--- PROBLEMS TO SOLVE ---
1. In the text on machine learning below, recast the paragraph beginning "The inputs are the data" as a short list that keeps its main facts.
2. The text on machine learning below names what understanding machine learning requires familiarity with. List each of those things.
3. Carry on the text on machine learning below, starting after its final paragraph.

Machine learning is one of the quickest growing technological fields, but despite how often the words “machine learning” are tossed around, it can be difficult to understand what machine learning is, precisely.
Machine learning doesn’t refer to just one thing, it’s an umbrella term that can be applied to many different concepts and techniques. Understanding machine learning means being familiar with different forms of model analysis, variables, and algorithms. Let’s take a close look at machine learning to better understand what it encompasses.
What Is Machine Learning?
While the term machine learning can be applied to many different things, in general, the term refers to enabling a computer to carry out tasks without receiving explicit line-by-line instructions to do so. A machine learning specialist doesn’t have to write out all the steps necessary to solve the problem because the computer is capable of “learning” by analyzing patterns within the data and generalizing these patterns to new data.
Machine learning systems have three basic parts:
The inputs are the data that is fed into the machine learning system, and the input data can be divided into labels and features. Features are the relevant variables, the variables that will be analyzed to learn patterns and draw conclusions. Meanwhile, the labels are classes/descriptions given to the individual instances of the data.
Features and labels can be used in two different types of machine learning problems: supervised learning and unsupervised learning.
Unsupervised vs. Supervised Learning
In supervised learning, the input data is accompanied by a ground truth. Supervised learning problems have the correct output values as part of the dataset, so the expected classes are known in advance. This makes it possible for the data scientist to check the performance of the algorithm by testing the data on a test dataset and seeing what percentage of items were correctly classified.
In contrast, unsupervised learning problems do not have ground truth labels attached to them. A machine learning algorithm trained to carry out unsupervised learning tasks must be able to infer the relevant patterns in the data for itself.

--- SUPPLIED INFORMATION ---

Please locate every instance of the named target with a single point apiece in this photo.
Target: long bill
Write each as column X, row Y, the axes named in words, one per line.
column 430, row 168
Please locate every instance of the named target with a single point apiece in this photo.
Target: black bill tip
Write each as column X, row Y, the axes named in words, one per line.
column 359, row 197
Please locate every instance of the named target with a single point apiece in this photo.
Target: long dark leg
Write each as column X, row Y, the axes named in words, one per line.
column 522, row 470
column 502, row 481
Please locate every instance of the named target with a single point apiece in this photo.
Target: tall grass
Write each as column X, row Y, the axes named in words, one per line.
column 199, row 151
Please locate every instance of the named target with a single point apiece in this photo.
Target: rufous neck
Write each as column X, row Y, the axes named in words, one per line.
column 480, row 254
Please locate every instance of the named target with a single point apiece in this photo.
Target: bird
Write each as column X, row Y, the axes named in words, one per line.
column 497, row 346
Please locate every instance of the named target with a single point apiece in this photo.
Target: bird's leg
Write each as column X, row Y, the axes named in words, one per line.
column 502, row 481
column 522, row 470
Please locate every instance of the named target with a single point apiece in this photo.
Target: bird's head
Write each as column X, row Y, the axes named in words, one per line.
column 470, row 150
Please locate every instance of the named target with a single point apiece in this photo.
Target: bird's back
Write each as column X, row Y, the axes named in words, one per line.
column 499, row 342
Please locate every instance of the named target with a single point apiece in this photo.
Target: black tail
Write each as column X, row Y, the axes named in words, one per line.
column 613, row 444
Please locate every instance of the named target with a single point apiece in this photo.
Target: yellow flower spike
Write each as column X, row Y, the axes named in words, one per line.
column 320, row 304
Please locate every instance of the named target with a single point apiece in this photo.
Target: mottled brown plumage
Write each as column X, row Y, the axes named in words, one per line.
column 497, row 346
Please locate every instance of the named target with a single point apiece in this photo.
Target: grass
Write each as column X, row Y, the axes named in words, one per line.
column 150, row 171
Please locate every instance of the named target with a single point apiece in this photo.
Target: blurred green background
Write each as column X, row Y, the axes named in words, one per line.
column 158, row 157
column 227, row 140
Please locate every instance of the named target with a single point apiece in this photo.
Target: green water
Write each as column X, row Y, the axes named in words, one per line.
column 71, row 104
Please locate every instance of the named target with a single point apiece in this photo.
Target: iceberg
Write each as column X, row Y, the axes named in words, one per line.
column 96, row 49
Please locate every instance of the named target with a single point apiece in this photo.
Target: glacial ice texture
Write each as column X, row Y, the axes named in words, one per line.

--- RESULTS FOR THE EXERCISE ---
1.
- Inputs are the data fed into a machine learning system.
- Input data divides into features and labels.
- Features are the relevant variables, analyzed to learn patterns and draw conclusions.
- Labels are classes or descriptions given to individual instances of the data.

2.
- Different forms of model analysis
- Variables
- Algorithms

3.
Supervised learning algorithms are typically used for classification problems, where one has a large dataset filled with instances that must be sorted into one of many different classes. Another type of supervised learning is a regression task, where the value output by the algorithm is continuous in nature instead of categorical.
Meanwhile, unsupervised learning algorithms are used for tasks like density estimation, clustering, and representation learning. These three tasks need the machine learning model to infer the structure of the data, there are no predefined classes given to the model.
Let’s take a brief look at some of the most common algorithms used in both unsupervised learning and supervised learning.
Common supervised learning algorithms include:
- Naive Bayes
- Support Vector Machines
- Logistic Regression
- Random Forests
- Artificial Neural Networks
Support Vector Machines are algorithms that divide up a dataset into different classes. Data points are grouped into clusters by drawing lines that separate the classes from one another. Points found on one side of the line will belong to one class, while the points on the other side of the line are a different class. Support Vector Machines aim to maximize the distance between the line and the points found on either side of the line, and the greater the distance the more confident the classifier is that the point belongs to one class and not another class.
Logistic Regression is an algorithm used in binary classification tasks when data points need to be classified as belonging to one of two classes. Logistic Regression works by labeling the data point either a 1 or a 0. If the perceived value of the data point is 0.49 or below, it is classified as 0, while if it is 0.5 or above it is classified as 1.
Decision Tree algorithms operate by dividing datasets up into smaller and smaller fragments. The exact criteria used to divide the data is up to the machine learning engineer, but the goal is to ultimately divide the data up into single data points, which will then be classified using a key.
A Random Forest algorithm is essentially many single Decision Tree classifiers linked together into a more powerful classifier.
The Naive Bayes Classifier calculates the probability that a given data point has occurred based on the probability of a prior event occurring. It is based on Bayes Theorem and it places the data points into classes based on their calculated probability. When implementing a Naive Bayes classifier, it is assumed that all the predictors have the same influence on the class outcome.
An Artificial Neural Network, or multi-layer perceptron, are machine learning algorithms inspired by the structure and function of the human brain. Artificial neural networks get their name from the fact that they are made out of many nodes/neurons linked together. Every neuron manipulates the data with a mathematical function. In artificial neural networks, there are input layers, hidden layers, and output layers.
The hidden layer of the neural network is where the data is actually interpreted and analyzed for patterns. In other words, it is where the algorithm learns. More neurons joined together make more complex networks capable of learning more complex patterns.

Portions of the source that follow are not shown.